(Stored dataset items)
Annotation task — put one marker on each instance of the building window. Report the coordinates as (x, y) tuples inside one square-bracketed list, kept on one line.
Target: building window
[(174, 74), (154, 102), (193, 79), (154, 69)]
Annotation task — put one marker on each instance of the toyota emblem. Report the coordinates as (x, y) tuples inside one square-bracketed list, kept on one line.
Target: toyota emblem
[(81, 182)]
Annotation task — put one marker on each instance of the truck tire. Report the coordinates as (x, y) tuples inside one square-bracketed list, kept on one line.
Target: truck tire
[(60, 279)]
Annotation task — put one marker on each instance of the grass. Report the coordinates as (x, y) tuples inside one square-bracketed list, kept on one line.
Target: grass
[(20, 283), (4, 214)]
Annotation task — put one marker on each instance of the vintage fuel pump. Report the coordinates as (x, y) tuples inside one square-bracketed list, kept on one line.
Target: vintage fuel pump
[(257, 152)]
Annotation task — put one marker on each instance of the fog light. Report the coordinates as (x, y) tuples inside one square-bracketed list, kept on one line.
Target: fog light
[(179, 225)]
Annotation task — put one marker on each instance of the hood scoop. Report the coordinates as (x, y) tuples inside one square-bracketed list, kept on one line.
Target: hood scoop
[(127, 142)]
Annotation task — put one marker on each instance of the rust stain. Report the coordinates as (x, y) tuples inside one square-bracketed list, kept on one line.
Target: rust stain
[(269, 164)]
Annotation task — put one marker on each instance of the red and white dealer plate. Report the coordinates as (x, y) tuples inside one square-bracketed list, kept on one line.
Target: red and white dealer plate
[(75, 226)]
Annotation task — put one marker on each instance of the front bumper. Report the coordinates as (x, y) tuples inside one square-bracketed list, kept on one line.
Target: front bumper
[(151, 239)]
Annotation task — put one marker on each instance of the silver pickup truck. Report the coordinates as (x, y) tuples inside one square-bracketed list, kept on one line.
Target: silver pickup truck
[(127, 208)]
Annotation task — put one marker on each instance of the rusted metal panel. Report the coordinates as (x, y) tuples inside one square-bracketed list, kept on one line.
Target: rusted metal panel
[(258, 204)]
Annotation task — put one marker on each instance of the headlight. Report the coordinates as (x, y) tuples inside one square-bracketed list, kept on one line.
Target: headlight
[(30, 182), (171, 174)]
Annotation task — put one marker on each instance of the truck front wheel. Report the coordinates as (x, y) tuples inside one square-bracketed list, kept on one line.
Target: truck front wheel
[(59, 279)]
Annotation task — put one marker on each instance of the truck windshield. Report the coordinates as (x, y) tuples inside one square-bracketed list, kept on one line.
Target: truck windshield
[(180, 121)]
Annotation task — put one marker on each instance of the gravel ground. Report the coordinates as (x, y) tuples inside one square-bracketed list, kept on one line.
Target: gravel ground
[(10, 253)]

### THE EXERCISE:
Recast the data above as a two-column CSV with the header columns "prompt" and "response", giving one row per item: the full request text in the first field and its answer in the second. Enclose each field in double quotes and replace any line breaks with spaces.

### THE OUTPUT:
prompt,response
"Annotation task — put one marker on each instance of the building window. Report the coordinates as (x, y) tuples inside one square-bracketed list, kept on one line. Target: building window","[(174, 74), (154, 102), (193, 79), (154, 69)]"
"Annotation task — put one marker on each instance of the toyota emblem. Report the coordinates as (x, y) tuples inside one square-bracketed list, kept on one line. Target: toyota emblem","[(81, 182)]"
"Annotation task — put one marker on each instance of the truck tire. Report the coordinates as (x, y) tuples inside one square-bracketed list, kept on one line. Target: truck tire","[(60, 279)]"
"Annotation task — put one marker on each instance of the grass. Report the coordinates as (x, y) tuples inside one square-bracketed list, kept on one line. Target: grass","[(20, 283), (4, 214)]"
"Annotation task — put one marker on each instance of the vintage fuel pump. Report the coordinates as (x, y) tuples inside one square-bracketed list, kept on one line. Target: vintage fuel pump","[(257, 152)]"
"Annotation task — put one marker on each instance of the fog light. Report the coordinates as (x, y) tuples inside one square-bracketed list, kept on one line. Target: fog light","[(179, 225)]"
"Annotation task — put one marker on each instance of the hood scoop. Report the coordinates as (x, y) tuples inside one square-bracketed list, kept on one line. Target: hood scoop","[(127, 142)]"
"Annotation task — put one marker on each instance of the rust stain. Report the coordinates as (x, y) tuples inside one square-bracketed list, kept on one line. Target: rust stain","[(269, 164)]"
"Annotation task — put one marker on each instance of the red and white dealer plate. Report the coordinates as (x, y) tuples inside one square-bracketed list, kept on one line. Target: red and white dealer plate","[(75, 226)]"
"Annotation task — put one marker on each instance of the front bumper. Report the coordinates as (x, y) tuples inside one square-bracketed list, kept on one line. Target: front bumper","[(151, 239)]"
"Annotation task — put one marker on each instance of the silver pickup truck. Report the coordinates as (x, y) tuples inside one square-bracketed list, kept on one line. Target: silver pickup truck","[(127, 208)]"
"Annotation task — put one marker on each instance of the rusted metal panel. Report the coordinates as (x, y) tuples inside one square-bracketed list, kept on one line. Target: rusted metal panel","[(258, 204)]"
"Annotation task — put one marker on each instance of the headlight. Report the coordinates as (x, y) tuples inside one square-bracketed list, kept on one line. Target: headlight","[(30, 182), (171, 174)]"
"Annotation task — put one marker on each instance of the truck front wheel. Report the coordinates as (x, y) tuples inside one square-bracketed list, kept on one line. Target: truck front wheel","[(59, 279)]"
"Annotation task — put one marker on each instance of the truck windshield. Report the coordinates as (x, y) tuples inside one square-bracketed list, kept on one line. Target: truck windshield","[(180, 121)]"
"Annotation task — put one marker on each instance of the gravel ground. Report the coordinates as (x, y) tuples inside one square-bracketed list, kept on one line. Target: gravel ground","[(10, 253)]"